» PROVIDED PASSAGE:
■ ■ ■ ■ ■ ■ ■

As the first woman to lead Italy, and to do so from the traditionally masculine bastion of the nationalist right, she embodies a paradox that liberal feminists often find difficult to assimilate. Her appeal does not lie in rejecting femininity, but in embracing it as a moral force. . . . Where modernity reduces identity to performative fragments, Meloni proposes something older: a vision of womanhood that is not a repudiation of tradition, but its vindication. This too is a form of populism, but of a different hue. It is not merely anti-elitist, but anti-fragmentary. It seeks to reweave the tapestry of collective meaning, not through abstract rights, but through concrete responsibilities—first to one’s family, then to one’s nation, and finally, to the transcendent order that sustains both.
That’s a mouthful, but it may be the case that Meloni got to where she is, in no small part, because of her ingenious framing of her womanhood. In her own time, Thatcher exuded feminine power, with her handbags, brooches, and coifed hair being iconic aspects of her matronly image. “In politics, if you want anything said ask a man, if you want anything done ask a woman,” she said in a 1965 speech, early in her time in parliament.

■ ■ ■ ■ ■ ■ ■

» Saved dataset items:
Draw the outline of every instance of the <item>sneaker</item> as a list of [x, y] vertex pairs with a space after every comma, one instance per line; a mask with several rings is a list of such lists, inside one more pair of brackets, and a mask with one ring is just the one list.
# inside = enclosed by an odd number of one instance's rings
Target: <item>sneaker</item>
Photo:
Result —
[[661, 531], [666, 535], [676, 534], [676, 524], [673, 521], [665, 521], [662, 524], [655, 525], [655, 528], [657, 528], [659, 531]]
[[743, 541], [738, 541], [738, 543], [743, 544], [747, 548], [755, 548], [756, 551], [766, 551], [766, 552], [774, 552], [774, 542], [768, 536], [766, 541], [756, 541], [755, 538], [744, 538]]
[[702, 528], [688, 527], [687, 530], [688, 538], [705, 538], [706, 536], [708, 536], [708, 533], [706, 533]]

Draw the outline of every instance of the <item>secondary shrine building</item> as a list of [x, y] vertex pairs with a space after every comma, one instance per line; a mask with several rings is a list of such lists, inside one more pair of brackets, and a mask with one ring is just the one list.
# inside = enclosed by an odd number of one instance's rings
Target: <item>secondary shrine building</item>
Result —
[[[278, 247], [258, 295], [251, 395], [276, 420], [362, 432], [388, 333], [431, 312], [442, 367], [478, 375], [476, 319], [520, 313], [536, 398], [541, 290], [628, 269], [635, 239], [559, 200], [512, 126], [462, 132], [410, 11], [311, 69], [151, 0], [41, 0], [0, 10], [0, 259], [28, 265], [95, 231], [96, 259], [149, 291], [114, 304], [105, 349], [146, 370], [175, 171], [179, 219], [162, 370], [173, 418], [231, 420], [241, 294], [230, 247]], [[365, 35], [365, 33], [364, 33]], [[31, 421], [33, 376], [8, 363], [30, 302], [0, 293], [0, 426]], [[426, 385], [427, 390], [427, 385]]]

■ ■ ■ ■ ■ ■ ■

» INSTRUCTIONS FOR THE TASK: Pick up the passage on Meloni and political womanhood after its last sentence and carry it on. The data above isn't needed for this.

» WRITTEN RESPONSE:
Meloni, though, hits this theme harder, making the case that her identity as woman and mother, and the moral obligations that come with it, are core aspects of her conservative worldview in what is, as Neamtu notes, an inversion of progressive feminist tropes. Unlike Thatcher’s emphasis on economic freedoms, and unlike modern feminism’s insistence on rights and recognition, Meloni grounds her conservatism in a deeper sense of duty.
Principles and Vision
In the good society, philosophers have long debated, does order come before justice? Or must there be justice first, to make order possible? Meloni’s unequivocal answer is order as the first priority, a lesson she may have imbibed from her youthful days as a tidier of Garbatella’s parks. And that’s the classic conservative answer as well.
From unkempt city parks to chaotic national borders, Meloni was a natural when it came to seizing on the European migrant crisis as political catalyst. This was a matter of high principle for her: that the nation must mean something, not in the abstract but in literal and physical form. It was helpful for her to have a foil.
In 2015, in the midst of vast numbers of new arrivals seeking refuge on Europe’s shores, including hundreds of thousands of Syrians seeking to escape their country’s civil war, German Chancellor Angela Merkel issued her famous declaration of open doors: “Wir schaffen das” (“We can manage this”). Not so, Meloni shot back. The danger of “ethnic substitution” as migrants streamed through Europe’s unlatched gates became a staple of her rhetoric. Three years later, a weakened Merkel announced she was stepping down as the leader of her party and would not run for a new term as chancellor. Meloni then intensified her appeals to, in her term, “Italian pride.” What was needed, she said in a message to Brussels after she became prime minister, was “a total paradigm shift” to “focus on the defense of the external borders” of the European Union. There, too, was a handy foil for Meloni—Brussels, ground zero for much-derided Eurocrats.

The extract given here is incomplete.